SHORT PROBLEM:
Please copy out the listing starting with the line containing "trace --target white" and going on through the line containing "261 344 L 264", commands included, shifting every coordinate in the answers by -17. Leave the commands and their format strings unchanged.

>> Begin SUPPLIED MATERIAL

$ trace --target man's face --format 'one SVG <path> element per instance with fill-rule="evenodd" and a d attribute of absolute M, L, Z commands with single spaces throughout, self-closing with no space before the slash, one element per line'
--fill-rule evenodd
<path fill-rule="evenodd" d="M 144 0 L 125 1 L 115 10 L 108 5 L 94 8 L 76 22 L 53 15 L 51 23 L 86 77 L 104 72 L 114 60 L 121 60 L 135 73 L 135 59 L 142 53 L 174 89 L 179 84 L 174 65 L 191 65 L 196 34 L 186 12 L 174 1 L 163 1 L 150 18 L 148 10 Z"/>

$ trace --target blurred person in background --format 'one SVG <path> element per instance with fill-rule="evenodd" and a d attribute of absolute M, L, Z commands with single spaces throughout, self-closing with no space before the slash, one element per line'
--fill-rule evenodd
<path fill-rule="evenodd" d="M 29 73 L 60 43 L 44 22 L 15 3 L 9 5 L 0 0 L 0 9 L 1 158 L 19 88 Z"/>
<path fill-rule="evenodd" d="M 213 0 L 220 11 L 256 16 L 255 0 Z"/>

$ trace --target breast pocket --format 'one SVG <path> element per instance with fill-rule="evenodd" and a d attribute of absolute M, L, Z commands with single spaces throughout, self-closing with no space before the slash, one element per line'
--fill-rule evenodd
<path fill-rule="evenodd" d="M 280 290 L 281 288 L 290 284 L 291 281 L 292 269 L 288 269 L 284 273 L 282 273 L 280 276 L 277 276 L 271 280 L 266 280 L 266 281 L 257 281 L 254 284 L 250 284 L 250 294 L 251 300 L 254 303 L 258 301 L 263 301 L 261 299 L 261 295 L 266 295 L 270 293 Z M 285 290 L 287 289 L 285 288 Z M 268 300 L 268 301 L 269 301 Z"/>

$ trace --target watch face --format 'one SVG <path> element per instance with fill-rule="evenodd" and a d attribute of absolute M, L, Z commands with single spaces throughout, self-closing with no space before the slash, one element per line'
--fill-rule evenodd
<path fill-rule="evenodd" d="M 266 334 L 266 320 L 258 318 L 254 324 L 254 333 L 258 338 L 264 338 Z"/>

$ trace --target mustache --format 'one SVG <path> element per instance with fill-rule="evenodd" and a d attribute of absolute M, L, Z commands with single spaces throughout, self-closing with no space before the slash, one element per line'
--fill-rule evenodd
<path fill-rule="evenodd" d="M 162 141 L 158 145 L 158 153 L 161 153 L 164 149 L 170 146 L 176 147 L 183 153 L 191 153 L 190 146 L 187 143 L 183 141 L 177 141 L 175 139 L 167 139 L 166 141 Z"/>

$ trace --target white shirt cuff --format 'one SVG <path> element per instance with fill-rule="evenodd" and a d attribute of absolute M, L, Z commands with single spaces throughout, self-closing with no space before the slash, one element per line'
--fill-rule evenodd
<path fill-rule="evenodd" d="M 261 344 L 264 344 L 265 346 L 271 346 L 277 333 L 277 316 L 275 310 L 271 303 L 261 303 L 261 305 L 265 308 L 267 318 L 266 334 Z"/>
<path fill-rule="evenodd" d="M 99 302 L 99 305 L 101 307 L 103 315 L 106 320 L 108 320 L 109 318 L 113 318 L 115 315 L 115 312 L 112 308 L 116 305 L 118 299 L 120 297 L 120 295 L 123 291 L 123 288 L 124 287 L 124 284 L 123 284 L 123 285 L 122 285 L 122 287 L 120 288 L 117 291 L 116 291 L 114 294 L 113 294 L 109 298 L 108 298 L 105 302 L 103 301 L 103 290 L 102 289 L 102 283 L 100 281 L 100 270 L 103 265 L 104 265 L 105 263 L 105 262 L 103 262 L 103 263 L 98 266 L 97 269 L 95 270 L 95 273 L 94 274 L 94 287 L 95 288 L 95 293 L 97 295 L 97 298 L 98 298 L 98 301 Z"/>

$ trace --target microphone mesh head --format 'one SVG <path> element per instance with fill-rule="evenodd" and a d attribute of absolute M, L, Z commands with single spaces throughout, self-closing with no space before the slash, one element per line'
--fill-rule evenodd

>> End SUPPLIED MATERIAL

RESPONSE TO THIS EXERCISE:
$ trace --target white shirt cuff --format 'one SVG <path> element per instance with fill-rule="evenodd" and a d attribute of absolute M, L, Z commands with single spaces throughout, self-closing with no space before the slash, one element per line'
--fill-rule evenodd
<path fill-rule="evenodd" d="M 244 327 L 247 327 L 248 329 L 254 329 L 260 316 L 260 299 L 258 293 L 254 286 L 244 286 L 244 288 L 248 291 L 250 301 L 249 317 Z"/>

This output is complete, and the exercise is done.